##### DATA IN THIS EXERCISE

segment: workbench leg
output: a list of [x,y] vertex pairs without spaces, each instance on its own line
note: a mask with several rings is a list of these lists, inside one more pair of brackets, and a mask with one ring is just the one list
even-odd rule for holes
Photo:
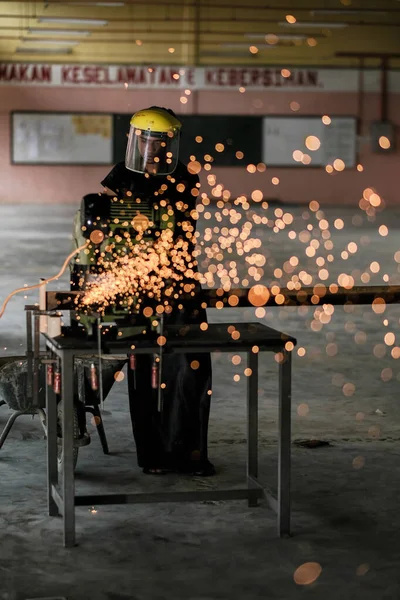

##########

§ **THE PROBLEM**
Without the pictures, return the entries exactly as they appear.

§ **RESPONSE TO THE EXERCISE**
segment: workbench leg
output: a list of [x,y] vertex pairs without spaces, each instance on its own line
note: a mask with several rings is a list of these lists, inside one more pair of brackets, and a mask with one ring is just the one list
even-odd rule for holes
Photo:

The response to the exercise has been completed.